* Extrait du document
Il est 17 heures, ce jeudi 10 mars, les collégiens et lycéens commencent à arriver devant la préfecture de Bastia. Les forces de l'ordre sont présentes. Tout est calme seulement en apparence, car un groupe de jeunes arrive déjà cagoulé et prêt à affronter les CRS. La seule motivation de cette minorité est d'exprimer uniquement la violence.
Antoine*, 14 ans, arrive sur sa trottinette, masque sur le visage, entouré de lycéens qui l'attisent. Il prend la parole '"la violence je suis pour." Ce collégien ne sait pas pourquoi il est là ce soir, ceux qui l'entourent lui soufflent la réponse "pour Yvan'" Ils poursuivent "il vaut mieux emmerder les CRS, plutôt qu'ils boivent le café tranquilles dans leur camion".
"Si je ne me fais pas entendre en parlant, alors je chante"
Plus éloignées des grilles de la préfecture, six lycéennes effarées observent leurs camarades. Stella* a 17 ans, scolarisée au lycée de Montesoru, elle participe tous les soirs depuis lundi aux manifestations en soutien à Yvan Colonna mais elle ne comprend pas la violence qui les anime, "bien sûr je suis contre ce que l'Etat a fait, je ne peux pas laisser ma rancœur de côté, mais je ne participe pas à la violence. Je vois que les jeunes font des cocktails Molotov, je reste à l'écart, je ne pars pas parce que je ne suis pas lâche, alors oui je suis à l'écart, mais je suis là pour soutenir Yvan et sa famille". Ce jeudi matin au lycée, Stella a distribué 1 250 tracts en soutien à Yvan Colonna.
Lycéenne aussi, Carla* comme d'autres a rencontré Michel Castellani devant son établissement scolaire, elle "il nous a expliqué la situation, on lui a posé des questions, il nous a écoutés et on s'est fait entendre, si je ne me fais pas entendre en parlant, je chante, et d'ailleurs ce matin j'ai chanté Monte Cristu devant M. Castellani, et ça nous a fait plaisir qu'il s'intéresse à nous. Il nous a demandé de ne pas utiliser la violence, mais ce qui se passe ici le soir c'est dangereux".

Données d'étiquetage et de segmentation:

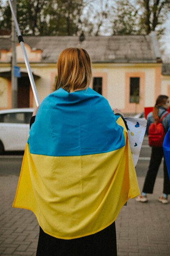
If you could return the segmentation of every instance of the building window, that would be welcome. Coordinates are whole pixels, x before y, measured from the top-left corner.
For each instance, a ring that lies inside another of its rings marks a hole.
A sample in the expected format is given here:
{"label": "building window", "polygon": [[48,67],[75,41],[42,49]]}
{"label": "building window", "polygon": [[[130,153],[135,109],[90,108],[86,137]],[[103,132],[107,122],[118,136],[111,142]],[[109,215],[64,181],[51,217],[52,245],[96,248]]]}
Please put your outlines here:
{"label": "building window", "polygon": [[93,89],[101,95],[102,95],[102,77],[93,77]]}
{"label": "building window", "polygon": [[139,103],[140,77],[130,77],[130,103]]}

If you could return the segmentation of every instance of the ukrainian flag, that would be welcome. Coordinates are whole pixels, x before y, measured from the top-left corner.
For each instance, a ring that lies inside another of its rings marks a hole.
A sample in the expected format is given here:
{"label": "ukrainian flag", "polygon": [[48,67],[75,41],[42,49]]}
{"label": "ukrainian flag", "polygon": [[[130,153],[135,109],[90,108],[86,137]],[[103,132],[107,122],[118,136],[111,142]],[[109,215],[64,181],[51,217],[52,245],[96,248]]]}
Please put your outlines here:
{"label": "ukrainian flag", "polygon": [[106,227],[139,193],[127,130],[108,101],[89,88],[46,98],[13,207],[33,211],[47,234],[70,239]]}
{"label": "ukrainian flag", "polygon": [[163,143],[163,148],[165,159],[170,180],[170,127],[165,135]]}

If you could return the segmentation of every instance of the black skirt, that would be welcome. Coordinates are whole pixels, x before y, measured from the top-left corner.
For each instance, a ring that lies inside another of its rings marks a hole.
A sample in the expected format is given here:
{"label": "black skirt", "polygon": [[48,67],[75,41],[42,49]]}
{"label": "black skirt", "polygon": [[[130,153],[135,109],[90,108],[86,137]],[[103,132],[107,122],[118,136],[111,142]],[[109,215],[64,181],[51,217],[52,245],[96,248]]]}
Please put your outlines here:
{"label": "black skirt", "polygon": [[57,238],[40,227],[36,256],[117,256],[115,222],[93,235],[74,239]]}

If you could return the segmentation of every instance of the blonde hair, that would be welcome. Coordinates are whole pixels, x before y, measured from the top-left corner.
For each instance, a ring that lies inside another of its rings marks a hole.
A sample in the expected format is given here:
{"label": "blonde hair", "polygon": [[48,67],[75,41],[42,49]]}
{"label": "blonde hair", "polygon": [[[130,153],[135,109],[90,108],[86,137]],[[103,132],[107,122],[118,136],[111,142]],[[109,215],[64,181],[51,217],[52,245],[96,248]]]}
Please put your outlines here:
{"label": "blonde hair", "polygon": [[57,67],[56,90],[62,88],[69,92],[89,86],[92,77],[91,61],[84,49],[77,47],[65,49],[60,55]]}

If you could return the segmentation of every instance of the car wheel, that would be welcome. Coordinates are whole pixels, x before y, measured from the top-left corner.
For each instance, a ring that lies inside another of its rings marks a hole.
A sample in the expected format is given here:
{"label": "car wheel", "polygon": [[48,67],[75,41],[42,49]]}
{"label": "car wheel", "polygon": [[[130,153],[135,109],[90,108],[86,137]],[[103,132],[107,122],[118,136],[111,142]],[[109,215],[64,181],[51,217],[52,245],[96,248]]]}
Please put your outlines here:
{"label": "car wheel", "polygon": [[0,155],[2,155],[4,152],[4,147],[2,142],[0,140]]}

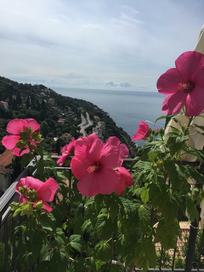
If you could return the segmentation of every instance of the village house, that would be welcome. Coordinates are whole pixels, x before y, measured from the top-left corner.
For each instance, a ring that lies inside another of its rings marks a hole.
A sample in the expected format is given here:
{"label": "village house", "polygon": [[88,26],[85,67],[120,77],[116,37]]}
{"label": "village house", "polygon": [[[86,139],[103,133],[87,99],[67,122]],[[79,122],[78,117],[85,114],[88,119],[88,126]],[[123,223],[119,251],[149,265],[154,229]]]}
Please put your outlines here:
{"label": "village house", "polygon": [[100,118],[98,116],[94,116],[93,118],[94,118],[94,120],[97,122],[100,120]]}
{"label": "village house", "polygon": [[54,104],[55,103],[55,99],[54,98],[49,98],[47,101],[49,104]]}
{"label": "village house", "polygon": [[8,102],[5,102],[5,101],[0,101],[1,105],[3,106],[6,109],[8,109]]}
{"label": "village house", "polygon": [[11,185],[12,170],[6,167],[12,162],[14,155],[12,150],[6,150],[0,155],[0,190],[5,192]]}

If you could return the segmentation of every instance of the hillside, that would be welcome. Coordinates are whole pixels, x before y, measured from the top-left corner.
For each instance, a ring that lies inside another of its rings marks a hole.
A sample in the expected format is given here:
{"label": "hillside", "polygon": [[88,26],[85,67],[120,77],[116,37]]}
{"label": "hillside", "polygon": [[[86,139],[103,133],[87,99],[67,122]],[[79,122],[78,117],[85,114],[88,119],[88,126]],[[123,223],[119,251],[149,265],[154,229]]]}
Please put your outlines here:
{"label": "hillside", "polygon": [[[128,146],[130,156],[135,157],[136,148],[129,136],[115,125],[107,113],[90,102],[62,96],[43,85],[18,83],[1,76],[0,101],[8,103],[0,103],[0,139],[7,134],[6,128],[11,119],[32,118],[40,124],[45,149],[55,152],[56,145],[63,146],[70,141],[71,135],[77,138],[81,135],[78,125],[81,121],[82,112],[86,115],[87,112],[94,121],[93,126],[97,123],[95,116],[105,122],[104,141],[110,136],[117,136]],[[88,128],[86,131],[88,134],[92,133],[92,127]],[[67,136],[61,138],[65,133],[69,134],[68,138]],[[56,142],[57,138],[59,140]],[[0,144],[0,154],[4,151]]]}

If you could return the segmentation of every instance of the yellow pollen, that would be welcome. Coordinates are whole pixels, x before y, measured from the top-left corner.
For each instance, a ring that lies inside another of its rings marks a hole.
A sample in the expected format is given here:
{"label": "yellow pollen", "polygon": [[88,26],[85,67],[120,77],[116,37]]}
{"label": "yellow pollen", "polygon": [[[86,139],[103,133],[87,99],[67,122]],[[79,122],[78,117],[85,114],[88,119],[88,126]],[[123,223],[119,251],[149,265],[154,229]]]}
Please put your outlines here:
{"label": "yellow pollen", "polygon": [[88,173],[91,174],[94,172],[98,172],[101,169],[101,167],[99,165],[92,165],[92,166],[89,166],[87,169]]}

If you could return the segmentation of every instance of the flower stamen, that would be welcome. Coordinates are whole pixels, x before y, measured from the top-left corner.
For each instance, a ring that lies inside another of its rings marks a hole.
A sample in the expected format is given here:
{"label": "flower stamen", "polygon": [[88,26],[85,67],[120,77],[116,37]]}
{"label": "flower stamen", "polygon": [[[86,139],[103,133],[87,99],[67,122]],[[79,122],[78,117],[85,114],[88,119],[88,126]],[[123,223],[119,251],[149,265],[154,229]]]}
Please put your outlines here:
{"label": "flower stamen", "polygon": [[87,168],[87,171],[88,173],[91,174],[94,172],[99,172],[101,168],[101,167],[99,164],[97,165],[94,164],[92,166],[89,166]]}

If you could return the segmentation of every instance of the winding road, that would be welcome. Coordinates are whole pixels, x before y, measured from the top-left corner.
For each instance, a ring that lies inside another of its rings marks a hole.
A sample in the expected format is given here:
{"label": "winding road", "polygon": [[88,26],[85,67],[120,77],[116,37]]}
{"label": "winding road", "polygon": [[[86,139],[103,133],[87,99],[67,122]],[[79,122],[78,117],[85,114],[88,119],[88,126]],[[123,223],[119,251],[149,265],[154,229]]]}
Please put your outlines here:
{"label": "winding road", "polygon": [[82,119],[82,122],[78,125],[79,127],[80,127],[81,128],[80,133],[82,133],[83,136],[85,137],[88,136],[85,131],[85,128],[92,125],[93,123],[93,121],[90,120],[89,115],[87,112],[86,112],[86,118],[84,117],[84,115],[81,113],[81,118]]}

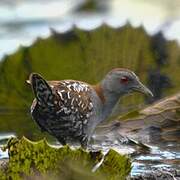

* Consigne 1
Répondez à ces questions d'après l'article sur les manifestations lycéennes à Bastia :
(a) À quelle heure les collégiens et lycéens commencent-ils à arriver devant la préfecture ?
(b) Combien de tracts Stella a-t-elle distribués jeudi matin au lycée ?
(c) Quelle chanson Carla dit-elle avoir chantée devant M. Castellani ?
* Consigne 2
Relevez toutes les personnes désignées par leur nom dans l'article sur les manifestations lycéennes à Bastia.
* Consigne 3
Prolongez l'article sur les manifestations lycéennes à Bastia à partir de sa dernière phrase.

* Réponse 1
(a) À 17 heures.
(b) 1 250 tracts.
(c) Monte Cristu.

* Réponse 2
Antoine, Yvan Colonna, Stella, Carla, Michel Castellani

* Réponse 3
Atterrés par l'agressivité
Le groupe des non-violents s'élargit et semble atterré par ce déferlement d'agressivité. Pour certains, c'est comme un jeu vidéo. Ils ne se rendent pas compte que c'est la réalité. Il est 18 heures, Julie*, lycéenne au Fangu est tout aussi abasourdie voyant des jeunes qui maintenant se battent entre eux devant les grilles de la préfecture. Elle ne comprend pas "ils ne sont pas tous là pour soutenir Yvan et sa famille, certains ne savent même pas de qui il s'agit. Ils sont juste là pour frapper des flics, pour s'amuser. Pour certains, c'est comme un jeu vidéo. Ils ne se rendent pas compte que c'est la réalité. Moi, je ne vais pas devant, mais je veux passer le message du peuple Corse, parce qu'on n'est pas contents, on veut des excuses de l'état, c'est à cause d'eux ce drame, tout le monde le pense".
Des enfants de 10 ans parmi les manifestants
La tension monte, les jeunes arrivent plus nombreux, ceux-là on déjà dissimulé leur visage derrière des casques de moto, des lunettes de ski. Ils sont prêts à l'affrontement et bien loin de l'appel au calme de la famille Colonna.
Parmi eux, des enfants à peine âgés de 12 ans portant masques et lunettes de ski se réjouissent du spectacle navrant. Provoquées par les jeunes, les forces de l'ordre répliquent par des jets de bombes lacrymogènes.
Dorénavant, ces jeunes goûtent avec fierté la violence, tandis que beaucoup d'autres sont partis ne cachant pas leur désolation devant cette tempête violente à laquelle ils n'adhèrent pas.
21 heures, le calme semble être revenu, deux enfants rentrent chez eux toujours cagoulés, ils ont quitté la préfecture, l'un a 16 ans et l'autre a juste 10 ans, acteurs de Call of duty ou Fortnite, la partie de jeu est terminée ce soir.
Peut-être une berceuse résonnera dans les oreilles de ce petit groupe de jeunes en perdition.
A populu fattu, bisogna à marchjà' pour un réveil dans la sérénité ?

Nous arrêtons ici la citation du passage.